══ PROVIDED ENTRIES ══

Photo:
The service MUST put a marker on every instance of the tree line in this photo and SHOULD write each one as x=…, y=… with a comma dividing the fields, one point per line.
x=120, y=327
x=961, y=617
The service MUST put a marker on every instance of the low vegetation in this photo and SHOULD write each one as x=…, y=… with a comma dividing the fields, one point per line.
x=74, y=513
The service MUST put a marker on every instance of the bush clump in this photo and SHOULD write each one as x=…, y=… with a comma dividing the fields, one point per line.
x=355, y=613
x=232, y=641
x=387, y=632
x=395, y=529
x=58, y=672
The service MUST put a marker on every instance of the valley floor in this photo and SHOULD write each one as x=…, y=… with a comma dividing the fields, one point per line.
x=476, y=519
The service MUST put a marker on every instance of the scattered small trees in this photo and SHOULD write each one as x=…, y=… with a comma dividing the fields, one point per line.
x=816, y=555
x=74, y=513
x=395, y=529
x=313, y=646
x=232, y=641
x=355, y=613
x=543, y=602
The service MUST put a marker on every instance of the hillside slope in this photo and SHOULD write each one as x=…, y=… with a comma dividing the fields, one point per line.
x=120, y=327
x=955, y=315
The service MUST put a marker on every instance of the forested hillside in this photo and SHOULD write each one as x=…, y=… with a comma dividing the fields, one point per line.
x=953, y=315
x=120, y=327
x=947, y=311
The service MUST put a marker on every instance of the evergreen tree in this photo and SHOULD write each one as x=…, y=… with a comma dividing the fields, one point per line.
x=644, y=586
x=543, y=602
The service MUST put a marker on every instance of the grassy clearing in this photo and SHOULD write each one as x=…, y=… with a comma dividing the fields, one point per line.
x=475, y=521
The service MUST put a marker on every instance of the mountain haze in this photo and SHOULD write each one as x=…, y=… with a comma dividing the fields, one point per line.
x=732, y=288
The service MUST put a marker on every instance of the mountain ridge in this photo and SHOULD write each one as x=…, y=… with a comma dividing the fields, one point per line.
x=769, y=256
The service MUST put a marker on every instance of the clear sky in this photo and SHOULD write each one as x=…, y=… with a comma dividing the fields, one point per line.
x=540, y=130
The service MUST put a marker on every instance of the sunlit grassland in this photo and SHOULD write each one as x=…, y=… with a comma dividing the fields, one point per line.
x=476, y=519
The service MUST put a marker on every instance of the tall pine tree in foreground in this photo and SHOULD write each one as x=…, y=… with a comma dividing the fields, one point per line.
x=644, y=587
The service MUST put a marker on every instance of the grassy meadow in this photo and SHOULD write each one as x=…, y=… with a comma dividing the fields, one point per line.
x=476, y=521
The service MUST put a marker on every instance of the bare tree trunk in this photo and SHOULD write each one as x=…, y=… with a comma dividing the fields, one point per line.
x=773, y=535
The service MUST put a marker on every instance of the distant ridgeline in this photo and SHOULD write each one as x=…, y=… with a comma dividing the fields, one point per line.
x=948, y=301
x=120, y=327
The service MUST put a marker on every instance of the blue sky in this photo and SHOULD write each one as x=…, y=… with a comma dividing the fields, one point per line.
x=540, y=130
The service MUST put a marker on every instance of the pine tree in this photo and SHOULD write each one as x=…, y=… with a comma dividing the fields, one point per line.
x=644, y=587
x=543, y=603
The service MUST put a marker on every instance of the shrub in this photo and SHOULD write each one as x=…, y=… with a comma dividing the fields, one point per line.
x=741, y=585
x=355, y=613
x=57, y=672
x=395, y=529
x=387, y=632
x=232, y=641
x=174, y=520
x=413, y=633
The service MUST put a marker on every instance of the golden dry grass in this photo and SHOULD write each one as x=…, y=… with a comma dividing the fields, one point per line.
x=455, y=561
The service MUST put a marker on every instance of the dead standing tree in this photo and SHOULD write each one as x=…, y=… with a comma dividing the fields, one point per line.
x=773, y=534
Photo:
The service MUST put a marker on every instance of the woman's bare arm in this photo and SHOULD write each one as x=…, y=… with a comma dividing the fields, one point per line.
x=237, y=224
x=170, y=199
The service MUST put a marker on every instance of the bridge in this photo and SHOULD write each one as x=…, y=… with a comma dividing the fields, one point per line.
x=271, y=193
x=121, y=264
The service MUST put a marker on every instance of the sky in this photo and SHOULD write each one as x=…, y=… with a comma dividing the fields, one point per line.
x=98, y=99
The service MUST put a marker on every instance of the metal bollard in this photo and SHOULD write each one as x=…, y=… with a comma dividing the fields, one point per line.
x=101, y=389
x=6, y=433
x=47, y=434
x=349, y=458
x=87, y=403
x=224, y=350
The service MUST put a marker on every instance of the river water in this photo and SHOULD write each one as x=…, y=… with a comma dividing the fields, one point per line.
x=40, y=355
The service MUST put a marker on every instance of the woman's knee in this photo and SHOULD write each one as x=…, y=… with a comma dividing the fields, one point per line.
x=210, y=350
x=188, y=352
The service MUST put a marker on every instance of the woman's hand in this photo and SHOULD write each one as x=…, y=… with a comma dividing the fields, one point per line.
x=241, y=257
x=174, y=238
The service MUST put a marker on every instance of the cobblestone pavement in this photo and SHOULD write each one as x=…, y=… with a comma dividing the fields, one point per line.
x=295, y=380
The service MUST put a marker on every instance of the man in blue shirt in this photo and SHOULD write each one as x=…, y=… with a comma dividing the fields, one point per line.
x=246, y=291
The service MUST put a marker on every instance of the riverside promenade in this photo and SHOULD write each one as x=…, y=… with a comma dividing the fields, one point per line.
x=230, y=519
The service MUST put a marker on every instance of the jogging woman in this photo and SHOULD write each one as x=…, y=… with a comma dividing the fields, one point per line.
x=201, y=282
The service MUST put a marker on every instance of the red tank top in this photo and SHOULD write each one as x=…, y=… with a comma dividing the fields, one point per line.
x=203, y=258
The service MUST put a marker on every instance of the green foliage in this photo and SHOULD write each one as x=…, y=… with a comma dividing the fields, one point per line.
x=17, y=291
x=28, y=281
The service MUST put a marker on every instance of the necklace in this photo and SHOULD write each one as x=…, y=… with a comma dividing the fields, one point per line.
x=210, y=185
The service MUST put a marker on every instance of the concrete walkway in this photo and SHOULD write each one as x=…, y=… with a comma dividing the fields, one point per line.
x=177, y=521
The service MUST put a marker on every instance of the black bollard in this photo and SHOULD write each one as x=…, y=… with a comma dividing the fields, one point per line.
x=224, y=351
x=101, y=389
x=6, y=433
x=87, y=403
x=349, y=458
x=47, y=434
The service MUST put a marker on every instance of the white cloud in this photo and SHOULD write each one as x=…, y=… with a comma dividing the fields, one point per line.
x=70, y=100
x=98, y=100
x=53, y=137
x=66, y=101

═══

Return all of the rows above word for word, with nothing added, dropped, or changed.

Photo:
The service MUST put a marker on every instance of the tree line in this photo and SHOULD write each one as x=…, y=… with a comma dividing the fields, one point per line.
x=120, y=327
x=961, y=617
The service MUST put a marker on every instance of the low vegetation in this photo and SHOULD write each one as x=…, y=… with a comma dividing the fields, one point per line.
x=74, y=513
The service MUST put a marker on every instance of the bush clump in this photo and SHOULD write each one as x=…, y=… with a comma dividing the fields, one point per line.
x=355, y=613
x=232, y=641
x=387, y=632
x=395, y=529
x=58, y=672
The service MUST put a marker on every instance of the valley floor in this photo and SHOULD write each one as x=…, y=… with a comma dividing the fields, one point per line.
x=476, y=519
The service MUST put a marker on every instance of the scattered small trees in this photo and SHOULD write each one as x=…, y=… with a comma dividing the fields, one point per line.
x=816, y=555
x=74, y=513
x=395, y=529
x=313, y=646
x=232, y=641
x=355, y=613
x=543, y=602
The service MUST put a marker on every instance of the hillside slope in this photo and SHOULD write each one as x=…, y=… with a comma dividing the fields, one point per line.
x=120, y=327
x=955, y=315
The service MUST put a marker on every instance of the forested hillside in this photo and SHOULD write each one as x=…, y=… with a comma dividing the fields, one point per line.
x=953, y=315
x=120, y=327
x=947, y=311
The service MUST put a marker on every instance of the evergreen tree in this photo and SHOULD write each one as x=…, y=… with a comma dividing the fields, one point per line.
x=644, y=586
x=543, y=602
The service MUST put a marker on every instance of the grassy clearing in this photo and SHOULD write each one as x=…, y=… with a comma dividing the fields, one point per line.
x=475, y=521
The service MUST put a marker on every instance of the mountain haze in this photo and SHOULD write each one as x=…, y=… with a comma dividing the fields, one point per line.
x=732, y=288
The service MUST put a marker on every instance of the mountain ridge in this photo and SHOULD write each one as x=…, y=… with a comma dividing the fields, one point per line.
x=769, y=256
The service MUST put a marker on every instance of the clear sky in this photo and SHOULD write each one as x=…, y=… with a comma dividing the fields, one point per line.
x=540, y=130
The service MUST put a marker on every instance of the sunlit grassland in this photo and SHOULD write each one as x=…, y=… with a comma dividing the fields, one point per line.
x=476, y=519
The service MUST put a marker on every instance of the tall pine tree in foreground in this photo and SHOULD write each one as x=…, y=… with a comma dividing the fields, one point per line.
x=644, y=587
The service MUST put a marker on every instance of the grassy meadow in this photo and SHOULD write each one as x=…, y=… with a comma dividing the fields, one point per line.
x=476, y=521
The service MUST put a marker on every instance of the bare tree trunk in this photo and SHOULD write each one as x=…, y=… with a comma dividing the fields, one point per line.
x=773, y=535
The service MUST put a marker on every instance of the distant ridgeline in this photo and SHOULD write each one as x=…, y=… with a comma dividing the fields, one point per line.
x=948, y=301
x=120, y=327
The service MUST put a marker on every instance of the blue sky in this photo and SHOULD write each one as x=…, y=… with a comma dividing the fields, one point per line.
x=540, y=130
The service MUST put a marker on every instance of the pine tree in this photo and SHOULD write each one as x=…, y=… with a comma dividing the fields, one point per line.
x=644, y=587
x=543, y=603
The service MUST put a marker on every instance of the shrub in this photo and SHOULD write each one as x=…, y=… with a comma dividing the fields, one point per line.
x=741, y=585
x=355, y=613
x=57, y=672
x=395, y=529
x=387, y=632
x=232, y=641
x=174, y=520
x=413, y=633
The service MUST put a marker on every instance of the golden dry grass in this photo and SHOULD write each one as x=…, y=… with a comma dividing the fields, one point per line.
x=455, y=561
The service MUST put a marker on every instance of the dead standing tree in this photo and SHOULD write each one as x=…, y=… with a comma dividing the fields, one point per line.
x=773, y=534
Photo:
The service MUST put a marker on every instance of the woman's bare arm in this photo and SHOULD write each one as x=…, y=… with a comma dividing the fields, one point per line.
x=237, y=224
x=170, y=199
The service MUST put a marker on every instance of the bridge in this photo and SHOULD write each one as x=…, y=… with a comma dividing the fields, one point per line.
x=271, y=193
x=121, y=264
The service MUST put a marker on every instance of the sky in this photo and SHOULD write each one as x=…, y=… with a comma dividing the fields, one point per line.
x=98, y=99
The service MUST put a marker on every instance of the metal bollard in this photo and SHOULD write each one as x=…, y=… with a comma dividing the fields, one point per line.
x=101, y=389
x=6, y=433
x=47, y=434
x=349, y=458
x=87, y=403
x=224, y=350
The service MUST put a marker on every instance of the river water in this photo and SHOULD write each one as x=…, y=… with a comma dividing the fields, one point per line.
x=40, y=355
The service MUST put a marker on every instance of the woman's knee in this photo and SHOULD write each one as x=…, y=… with a comma dividing the fields, one point per line.
x=210, y=350
x=188, y=352
The service MUST put a marker on every instance of the woman's hand in this photo and SHOULD write each one as x=…, y=… with a comma dividing the fields, one point per line.
x=241, y=257
x=174, y=238
The service MUST put a marker on every instance of the cobblestone pavement in this photo and SHOULD write each one as x=…, y=… with a comma dividing the fields, one point per line.
x=295, y=380
The service MUST put a marker on every instance of the man in blue shirt in this photo and SHOULD write each one as x=…, y=… with a comma dividing the fields, one point per line.
x=246, y=291
The service MUST put a marker on every instance of the riverside promenade in this photo and SHOULD write each one as x=…, y=… with a comma dividing the fields, one point per line.
x=230, y=519
The service MUST put a marker on every instance of the jogging woman in this photo and SHOULD write each one as x=…, y=… with a comma dividing the fields, one point per line.
x=201, y=282
The service MUST put a marker on every instance of the red tank top in this photo and SHOULD write each one as x=…, y=… with a comma dividing the fields, one point per line.
x=203, y=258
The service MUST put a marker on every instance of the green foliage in this photo and SHOULD write each one as x=…, y=… with a comma dividing the fields, one point per line.
x=17, y=291
x=28, y=281
The service MUST put a marker on every instance of the necklace in this photo and SHOULD write each one as x=…, y=… with a comma dividing the fields, one point per line.
x=210, y=185
The service MUST put a marker on every instance of the concrete walkway in this photo and SHOULD write each one as x=…, y=… with a comma dividing the fields, one point per line.
x=177, y=521
The service MUST put a marker on every instance of the black bollard in this photo and SHOULD write each one as x=…, y=… with a comma dividing the fields, one point per line.
x=224, y=351
x=101, y=389
x=6, y=433
x=87, y=403
x=349, y=458
x=47, y=434
The service MUST put a marker on every instance of the white cloud in this photo and SHOULD write each one as x=…, y=… with a comma dividing the fields, one point per line.
x=70, y=100
x=98, y=100
x=53, y=137
x=66, y=101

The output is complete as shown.